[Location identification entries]
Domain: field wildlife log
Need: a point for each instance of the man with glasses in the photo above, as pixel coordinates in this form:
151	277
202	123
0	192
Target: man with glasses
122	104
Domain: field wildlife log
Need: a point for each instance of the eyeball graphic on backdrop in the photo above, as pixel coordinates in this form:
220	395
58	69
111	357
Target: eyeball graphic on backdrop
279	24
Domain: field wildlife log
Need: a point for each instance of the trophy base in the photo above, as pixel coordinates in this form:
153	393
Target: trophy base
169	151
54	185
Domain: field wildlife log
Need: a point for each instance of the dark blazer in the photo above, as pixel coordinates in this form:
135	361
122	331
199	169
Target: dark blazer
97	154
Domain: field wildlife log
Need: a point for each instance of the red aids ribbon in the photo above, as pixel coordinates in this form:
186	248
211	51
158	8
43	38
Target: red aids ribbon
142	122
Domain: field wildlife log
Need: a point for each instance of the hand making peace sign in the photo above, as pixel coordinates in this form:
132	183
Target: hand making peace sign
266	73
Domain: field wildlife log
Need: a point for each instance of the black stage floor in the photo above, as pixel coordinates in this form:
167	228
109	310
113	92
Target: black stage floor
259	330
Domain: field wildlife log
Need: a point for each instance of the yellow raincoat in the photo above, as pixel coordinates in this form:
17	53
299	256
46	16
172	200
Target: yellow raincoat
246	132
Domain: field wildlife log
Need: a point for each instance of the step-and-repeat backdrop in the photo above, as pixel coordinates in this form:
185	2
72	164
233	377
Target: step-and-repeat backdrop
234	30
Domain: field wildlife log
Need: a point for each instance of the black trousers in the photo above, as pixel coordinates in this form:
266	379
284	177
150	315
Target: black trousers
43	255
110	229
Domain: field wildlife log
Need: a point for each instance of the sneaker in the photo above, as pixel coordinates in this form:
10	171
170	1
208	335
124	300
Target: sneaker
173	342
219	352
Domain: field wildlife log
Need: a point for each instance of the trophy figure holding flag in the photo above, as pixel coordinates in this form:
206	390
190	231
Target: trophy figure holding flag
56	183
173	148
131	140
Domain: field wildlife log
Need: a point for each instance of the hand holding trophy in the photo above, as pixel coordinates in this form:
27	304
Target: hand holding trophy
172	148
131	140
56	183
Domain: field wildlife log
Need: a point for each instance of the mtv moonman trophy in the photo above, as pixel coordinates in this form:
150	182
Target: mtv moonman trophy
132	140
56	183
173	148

*Exercise instructions:*
Pull out every line of the records above that contains the word "trophy", and copy each one unchanged.

*Output below:*
Need: a point for each instance of the trophy base in the photo above, as pixel coordinates in this form:
Target: trophy base
Need: a point for each instance of the trophy figure holding flag in the photo above, as pixel coordinates in this form:
Target: trophy figure holding flag
Need: a point for each instance of the hand holding trophy in the photo above, as pixel coordinates in this form:
Target: hand holding trophy
Need: a point for each instance of the mtv moonman trophy in the photo above, as pixel coordinates in this form:
Target: mtv moonman trophy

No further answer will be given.